JOB: Pick out and copy every line of the material below that contains the word "track". Case counts, so only lines that match it exactly in upper and lower case belong.

STORED ROWS:
=-=-=
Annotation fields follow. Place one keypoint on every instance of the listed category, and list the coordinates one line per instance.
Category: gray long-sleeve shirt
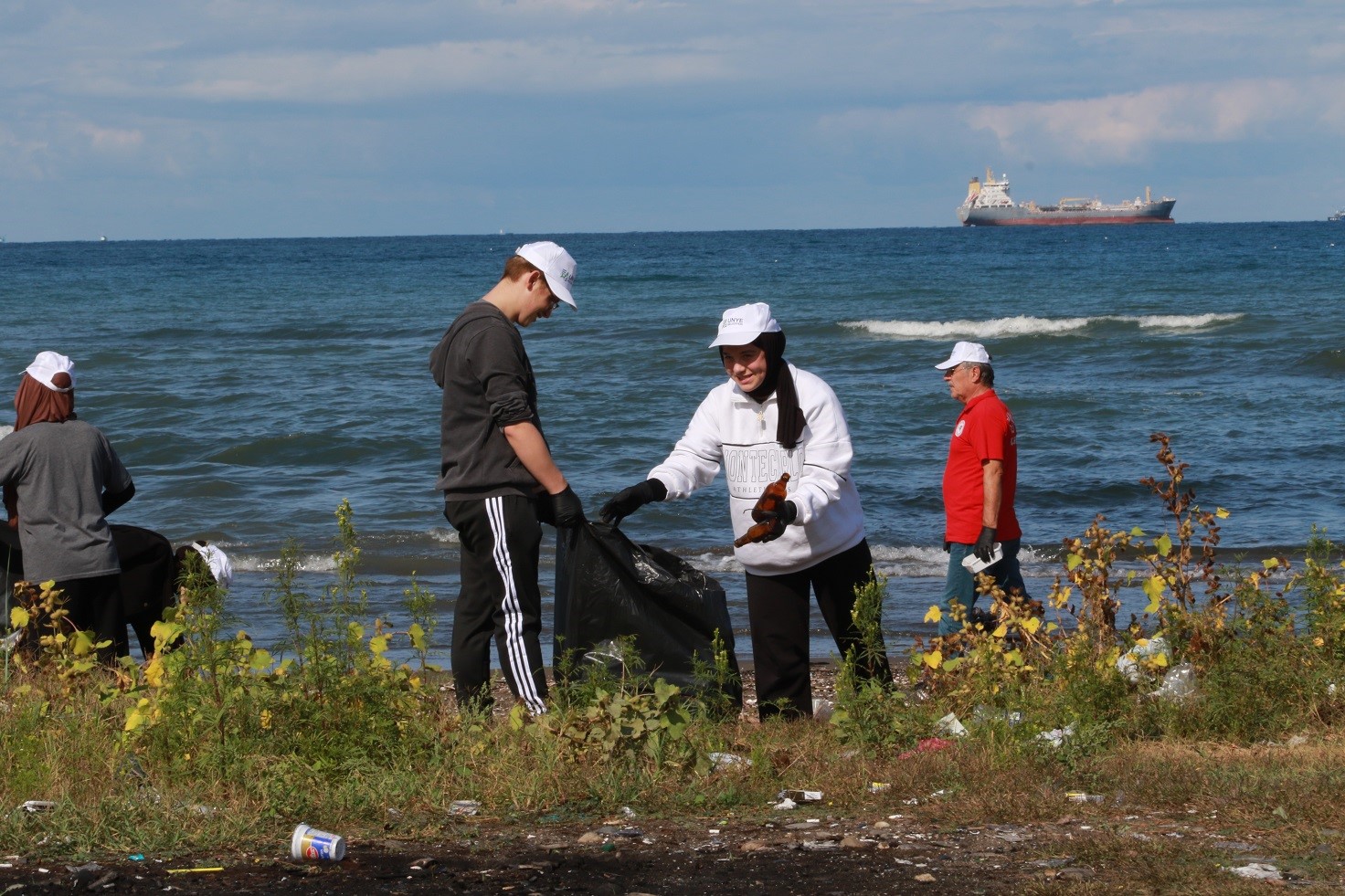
(60, 471)
(489, 384)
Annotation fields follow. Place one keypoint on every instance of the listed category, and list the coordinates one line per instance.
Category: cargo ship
(989, 205)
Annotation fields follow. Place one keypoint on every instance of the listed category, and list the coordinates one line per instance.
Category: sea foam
(1026, 326)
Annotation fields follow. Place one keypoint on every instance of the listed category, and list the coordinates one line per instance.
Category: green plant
(420, 607)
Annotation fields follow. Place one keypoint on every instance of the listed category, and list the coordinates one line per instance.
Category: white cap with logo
(556, 265)
(740, 326)
(48, 364)
(965, 352)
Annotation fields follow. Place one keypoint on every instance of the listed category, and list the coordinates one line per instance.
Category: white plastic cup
(310, 842)
(975, 564)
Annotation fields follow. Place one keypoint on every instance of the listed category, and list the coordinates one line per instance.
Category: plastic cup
(975, 564)
(310, 842)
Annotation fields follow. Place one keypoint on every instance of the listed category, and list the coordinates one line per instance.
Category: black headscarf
(779, 383)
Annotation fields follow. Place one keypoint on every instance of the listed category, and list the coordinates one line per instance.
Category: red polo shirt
(985, 432)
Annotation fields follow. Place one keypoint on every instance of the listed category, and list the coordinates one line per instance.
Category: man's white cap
(218, 563)
(965, 352)
(556, 265)
(48, 364)
(740, 326)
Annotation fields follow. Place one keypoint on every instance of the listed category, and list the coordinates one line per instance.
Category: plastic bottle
(771, 501)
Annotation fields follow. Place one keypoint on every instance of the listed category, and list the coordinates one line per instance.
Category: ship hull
(1020, 216)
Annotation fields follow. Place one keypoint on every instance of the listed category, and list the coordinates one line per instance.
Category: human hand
(567, 509)
(631, 500)
(779, 520)
(985, 546)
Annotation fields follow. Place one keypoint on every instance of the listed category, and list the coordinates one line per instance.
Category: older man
(978, 483)
(498, 475)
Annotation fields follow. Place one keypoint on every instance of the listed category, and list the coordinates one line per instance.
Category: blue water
(252, 385)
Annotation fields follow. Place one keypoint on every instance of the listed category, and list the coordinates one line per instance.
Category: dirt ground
(804, 850)
(664, 859)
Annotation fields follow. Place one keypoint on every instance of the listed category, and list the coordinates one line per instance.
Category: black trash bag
(609, 588)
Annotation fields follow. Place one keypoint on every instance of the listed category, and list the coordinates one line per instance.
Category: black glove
(631, 500)
(779, 520)
(985, 545)
(567, 509)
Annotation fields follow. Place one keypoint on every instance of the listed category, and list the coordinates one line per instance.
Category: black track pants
(778, 611)
(499, 599)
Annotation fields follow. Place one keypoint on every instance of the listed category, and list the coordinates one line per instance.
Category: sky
(219, 119)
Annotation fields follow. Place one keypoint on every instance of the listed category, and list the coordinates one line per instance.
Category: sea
(252, 385)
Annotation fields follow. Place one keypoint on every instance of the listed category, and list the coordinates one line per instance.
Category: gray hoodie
(489, 384)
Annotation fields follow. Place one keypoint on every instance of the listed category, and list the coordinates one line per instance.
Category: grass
(218, 744)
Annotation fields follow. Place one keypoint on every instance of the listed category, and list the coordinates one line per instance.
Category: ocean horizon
(250, 385)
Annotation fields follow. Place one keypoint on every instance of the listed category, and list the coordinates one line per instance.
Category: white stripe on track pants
(499, 541)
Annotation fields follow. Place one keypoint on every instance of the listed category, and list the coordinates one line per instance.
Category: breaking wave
(1025, 326)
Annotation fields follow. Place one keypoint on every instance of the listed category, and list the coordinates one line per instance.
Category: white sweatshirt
(732, 431)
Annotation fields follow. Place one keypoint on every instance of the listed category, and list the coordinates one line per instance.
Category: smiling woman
(777, 431)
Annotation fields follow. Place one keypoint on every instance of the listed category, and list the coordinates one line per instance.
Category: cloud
(552, 68)
(1130, 125)
(111, 139)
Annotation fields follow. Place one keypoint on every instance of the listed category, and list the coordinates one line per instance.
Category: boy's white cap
(218, 563)
(48, 364)
(740, 326)
(556, 265)
(965, 352)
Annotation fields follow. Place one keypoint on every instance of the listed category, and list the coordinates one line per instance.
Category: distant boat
(989, 205)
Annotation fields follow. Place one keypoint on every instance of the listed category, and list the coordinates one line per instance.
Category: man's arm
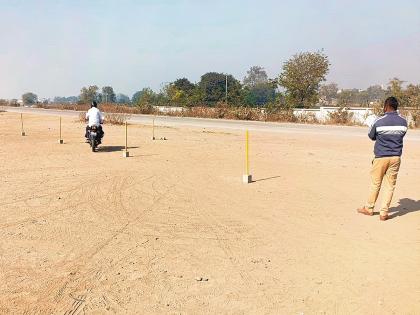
(372, 132)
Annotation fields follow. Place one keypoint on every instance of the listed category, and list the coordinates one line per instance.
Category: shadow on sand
(263, 179)
(405, 206)
(113, 148)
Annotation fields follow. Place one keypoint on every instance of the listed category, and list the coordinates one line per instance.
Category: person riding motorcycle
(95, 118)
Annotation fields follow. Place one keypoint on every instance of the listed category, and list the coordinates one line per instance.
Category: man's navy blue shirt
(388, 131)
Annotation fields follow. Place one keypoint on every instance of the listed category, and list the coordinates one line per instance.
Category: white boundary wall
(361, 115)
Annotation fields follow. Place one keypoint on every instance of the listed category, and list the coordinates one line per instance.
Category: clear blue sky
(54, 47)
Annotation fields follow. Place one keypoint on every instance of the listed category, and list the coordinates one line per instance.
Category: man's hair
(392, 102)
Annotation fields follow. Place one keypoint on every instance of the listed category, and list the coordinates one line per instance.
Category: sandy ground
(94, 233)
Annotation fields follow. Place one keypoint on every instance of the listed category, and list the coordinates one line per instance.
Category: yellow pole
(21, 121)
(126, 136)
(247, 152)
(153, 129)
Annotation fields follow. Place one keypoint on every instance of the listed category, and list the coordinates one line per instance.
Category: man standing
(95, 118)
(388, 131)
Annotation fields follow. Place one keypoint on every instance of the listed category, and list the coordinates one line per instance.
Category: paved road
(205, 123)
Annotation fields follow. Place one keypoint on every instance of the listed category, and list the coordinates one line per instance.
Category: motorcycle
(94, 137)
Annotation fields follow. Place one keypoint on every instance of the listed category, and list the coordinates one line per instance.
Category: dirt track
(90, 233)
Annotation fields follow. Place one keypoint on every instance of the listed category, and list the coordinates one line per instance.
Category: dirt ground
(172, 229)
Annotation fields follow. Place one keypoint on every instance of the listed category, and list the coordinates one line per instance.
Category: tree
(258, 90)
(301, 77)
(62, 100)
(328, 93)
(108, 95)
(89, 94)
(180, 92)
(145, 97)
(122, 99)
(395, 88)
(29, 98)
(212, 89)
(347, 98)
(184, 85)
(259, 95)
(256, 75)
(412, 94)
(375, 93)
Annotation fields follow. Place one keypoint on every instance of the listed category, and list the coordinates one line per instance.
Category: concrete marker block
(247, 179)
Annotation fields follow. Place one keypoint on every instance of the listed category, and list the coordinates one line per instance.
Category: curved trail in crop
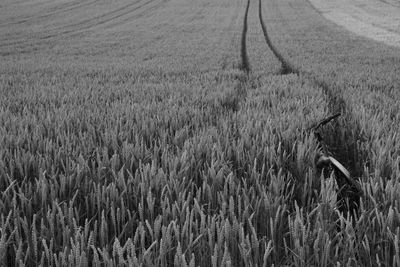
=-=-=
EXERCISE SOLUTION:
Category: black track pants
Category: white stripe on track pants
Category: dirt track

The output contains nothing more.